What is being asked.
Copy each line of the data below word for word, keeping every line in its original order.

Dataset extract.
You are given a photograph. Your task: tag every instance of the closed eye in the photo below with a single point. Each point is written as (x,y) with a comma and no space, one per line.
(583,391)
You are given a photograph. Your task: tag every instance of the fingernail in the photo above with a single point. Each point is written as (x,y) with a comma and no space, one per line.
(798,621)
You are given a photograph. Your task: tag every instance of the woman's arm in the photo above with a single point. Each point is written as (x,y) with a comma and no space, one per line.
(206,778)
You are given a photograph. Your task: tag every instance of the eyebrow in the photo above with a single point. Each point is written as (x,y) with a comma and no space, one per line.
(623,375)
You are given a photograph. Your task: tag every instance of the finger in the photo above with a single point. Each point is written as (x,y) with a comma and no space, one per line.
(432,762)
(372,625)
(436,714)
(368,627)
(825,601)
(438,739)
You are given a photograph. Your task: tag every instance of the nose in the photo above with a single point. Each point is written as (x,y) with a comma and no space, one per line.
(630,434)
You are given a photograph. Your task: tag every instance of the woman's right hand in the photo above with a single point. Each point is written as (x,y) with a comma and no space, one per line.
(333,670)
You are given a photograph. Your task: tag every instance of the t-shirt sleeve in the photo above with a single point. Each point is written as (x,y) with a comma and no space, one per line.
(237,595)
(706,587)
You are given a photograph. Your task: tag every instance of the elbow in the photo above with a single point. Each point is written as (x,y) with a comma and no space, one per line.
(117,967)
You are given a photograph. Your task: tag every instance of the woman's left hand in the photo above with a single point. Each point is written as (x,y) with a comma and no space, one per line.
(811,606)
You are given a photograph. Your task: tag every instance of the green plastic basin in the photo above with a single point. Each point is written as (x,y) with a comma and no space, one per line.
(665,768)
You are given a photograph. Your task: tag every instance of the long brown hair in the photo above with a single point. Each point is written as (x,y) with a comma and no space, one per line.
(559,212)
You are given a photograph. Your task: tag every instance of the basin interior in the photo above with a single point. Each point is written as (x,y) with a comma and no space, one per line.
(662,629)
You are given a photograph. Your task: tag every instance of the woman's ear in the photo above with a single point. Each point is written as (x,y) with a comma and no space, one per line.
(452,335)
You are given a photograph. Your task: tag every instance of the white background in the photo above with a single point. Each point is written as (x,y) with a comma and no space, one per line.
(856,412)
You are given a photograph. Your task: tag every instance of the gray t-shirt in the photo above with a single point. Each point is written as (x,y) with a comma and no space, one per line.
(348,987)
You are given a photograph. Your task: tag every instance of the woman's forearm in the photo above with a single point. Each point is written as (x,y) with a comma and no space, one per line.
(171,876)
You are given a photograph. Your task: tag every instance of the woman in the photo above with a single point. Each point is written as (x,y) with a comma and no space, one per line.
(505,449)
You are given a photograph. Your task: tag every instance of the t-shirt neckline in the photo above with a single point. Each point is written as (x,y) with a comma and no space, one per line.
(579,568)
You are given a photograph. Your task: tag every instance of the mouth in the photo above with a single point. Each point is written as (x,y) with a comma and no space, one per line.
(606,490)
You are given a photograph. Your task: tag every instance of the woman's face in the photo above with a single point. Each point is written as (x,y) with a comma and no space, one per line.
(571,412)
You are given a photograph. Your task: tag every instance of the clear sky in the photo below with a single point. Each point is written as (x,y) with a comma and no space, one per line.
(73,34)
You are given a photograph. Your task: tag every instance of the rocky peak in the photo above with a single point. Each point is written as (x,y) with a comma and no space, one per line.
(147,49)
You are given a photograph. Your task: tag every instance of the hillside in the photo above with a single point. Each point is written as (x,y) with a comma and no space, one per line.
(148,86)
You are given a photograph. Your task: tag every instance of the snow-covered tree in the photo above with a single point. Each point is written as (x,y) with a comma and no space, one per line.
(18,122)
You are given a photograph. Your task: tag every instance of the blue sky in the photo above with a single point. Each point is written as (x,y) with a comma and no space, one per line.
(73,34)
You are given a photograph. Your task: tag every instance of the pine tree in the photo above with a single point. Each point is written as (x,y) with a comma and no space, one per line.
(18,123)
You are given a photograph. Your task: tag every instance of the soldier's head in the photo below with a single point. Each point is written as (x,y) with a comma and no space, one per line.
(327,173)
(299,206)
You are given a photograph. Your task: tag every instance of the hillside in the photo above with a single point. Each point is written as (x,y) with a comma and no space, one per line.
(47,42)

Solution below.
You are given a photograph. Your task: tag every instance of the closed eye in the photo below with a single point. Each point is written as (x,y) with a comma and no space, one per line.
(583,391)
You are given a photograph. Your task: tag every instance of the fingernail in the photo above with a single point. Each point is written as (x,y) with a comma and no space, one per line.
(798,621)
You are given a photograph. Your task: tag every instance of the woman's arm in the photo above with a single point. Each point is written as (x,y) with a comma and no space, one per line.
(206,778)
You are given a photograph. Your task: tag every instance of the eyebrow in the photo above with a single point. Each point is written as (x,y) with a comma and no space, one per line.
(623,375)
You are given a photograph. Your task: tag every instance of the finger in the photo above with a single point. Each point is written as (x,y) with a comma and no space, one per line.
(432,762)
(372,625)
(436,714)
(368,627)
(825,601)
(438,739)
You are given a photograph. Your task: tag every instance of the nose in the photo above with a single point. Each point is written as (x,y) with a comma and no space, one per line.
(630,434)
You are given a photograph. Your task: tag every instance of the woman's right hand in the photo above with a single point. Each point is written as (x,y) with a comma and no space, one per line.
(333,670)
You are given a photograph. Your task: tag every instance of the t-shirt sleeve in the photo above with a single point. Each point is written as (x,y) with a comma and no space, one per line.
(237,595)
(706,587)
You are given a photograph. Your task: tag every instance of the elbow in the photo above with a single point. Each point is written as (x,y) with a comma and no space, one per line.
(117,967)
You are given a photograph. Your task: tag every instance of the woman's left hand in the photo above with a single point. Each point is written as (x,y) with a comma and no space, one per line.
(811,606)
You are given a photograph. Your task: tag every instance of the green plastic basin in the photo above with a single point. Each point is written as (x,y) with a comma and no space, one per line.
(665,768)
You are given a photograph. Your task: tag every instance of the long brown hair in the photo above with a single point. Each point is written as (x,y) with a comma and no space, one per line.
(559,212)
You are given a photograph. Your task: tag every instance of the basin interior in the photo above with a single point. Each point is written as (x,y) with a comma and no space, one per line.
(662,629)
You are given a photograph. Your task: tag every instance of the woman's ear in the photo above with a single point. Each point is written as (x,y) with a comma and no space, one per line.
(452,335)
You are given a photograph. Your task: tag every instance of the white background in the photo above with a single point. Each point is written as (x,y) with a comma and no space, one per line.
(856,412)
You are given a photograph. Your task: tag every instance of the gray t-shirt in the photo above with a single point. Each point is written as (x,y) with a comma and no space, one per line.
(348,987)
You are given a photograph. Your task: tag every instance of the woman's forearm in the photo above with a single point. Each point is written as (x,y) with a comma and no space, one per line.
(171,876)
You are given a photograph. Your task: tag every instance of the woman in the photo above with a single point. Each point is written as (x,y) with a comma and no space, one per line.
(505,449)
You are given a photograph. Your task: tag every instance of the t-shirt neckline in the photo above with a single point. Each point is written as (x,y) with a comma and no space, one per line.
(579,568)
You are given a photograph. Your task: tag every instance of the mouth in the photo above with a single point. Each point is written as (x,y) with a comma and no space, one per line.
(606,490)
You are given a photograph. Your task: tag every instance of the woman's face in the photo above with a single point. Each point is written as (x,y) with a comma and no space, one per line.
(571,412)
You are given a photograph. Your task: tag every instance of the clear sky in the photo below with a single point. Each point is written as (x,y) with a comma and no space, one per line.
(73,34)
You are given a photograph. Your task: tag every instance of the rocky peak in the photo above with a single point. Each point is written as (x,y) with a comma and no space, one per line.
(147,49)
You are given a photograph. Your task: tag every instance of the hillside in the photo above with a single point. Each point is written as (x,y) with a comma and no space, one per line.
(148,86)
You are given a photograph. Your task: tag every instance of the snow-covered tree in the photo above with a single point. Each point is written as (x,y) with a comma and no space, one per line.
(18,122)
You are given a photograph. Your task: tag every instance of the blue sky in the photo above with a single point. Each point is written as (x,y) with a comma and no space, one per line.
(73,34)
You are given a photograph. Your task: tag every instance of the pine tree in the photo above with a single point. Each point is written as (x,y) with a comma and no space, one per line.
(18,123)
You are given a photograph. Your task: tag every instance of the soldier's head in the photo below with a single point. Each point is written as (x,y) with a comma and no space, one per line.
(327,173)
(299,206)
You are given a photograph. Your task: tag every instance of the hillside in the photo above with a single point. Each point is written as (x,y) with a comma and no space, one per line.
(47,42)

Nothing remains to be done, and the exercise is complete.